• SOURCE:
start

# Wanted; one reminder-free morning....



## Maggie Mae (Mar 2, 2006)

Most mornings I sit with my cup of tea in front of BBC breakfast for 10 minutes beofre getting on with the day. And most mornings there will be something on that reminds me of my situation, and over the months, I've learned to adopt 'wry-smile' persona, and not let it bother me. You could ask why I do this at all, and the only answer I have is that I don't want to completely withdraw from the world, and I think better to face it all. BUT this morning, I feel like firing an email in their direction....

They did a piece about What Makes Us Happy. The journo put this phrase into google and found a list of 'things to do' that are supposed to ensure a happy life. He tried some of them out, but with a general air of poo-pooing the idea. And then the last one, 'have a son or daughter', was the only one he felt did bring a permanent smile to his face, him being a parent...

My point? That only half the adults in this country are parents (I heard that stat recently and it really intrigued me) and yet our media time and time again props up the pro-natalist lobby without a thought for those of us who didn't get to join in. Are they going to do a piece tomorrow on how to be happy if you're not a parent? You bet your @ss they're not...

Maybe I will send that email!

Rant over.....

MM xxxx


----------



## VT (Aug 5, 2005)

Morning MM,

Me too. I saw this too and went from feeling on an even keel to feeling pants. 

Yeah don't we just wish that we could do the one thing that would make us bl**dy happy. Not quite as easy as the bleepin' media would have everyone think.

Makes me soooo cross.

Vicki
x


----------



## Maggie Mae (Mar 2, 2006)

end

• DATASET SECTION:

start

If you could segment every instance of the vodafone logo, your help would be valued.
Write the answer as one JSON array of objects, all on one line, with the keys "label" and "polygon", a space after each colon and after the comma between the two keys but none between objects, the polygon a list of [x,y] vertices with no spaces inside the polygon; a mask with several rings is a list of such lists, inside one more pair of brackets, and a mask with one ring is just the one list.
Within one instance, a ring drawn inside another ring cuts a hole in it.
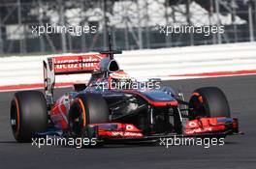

end

• WHAT TO DO: In the forum thread, which item on the happiness list was the only one the journalist felt brought a permanent smile to his face?

• SOLUTION BELOW: Having a son or daughter.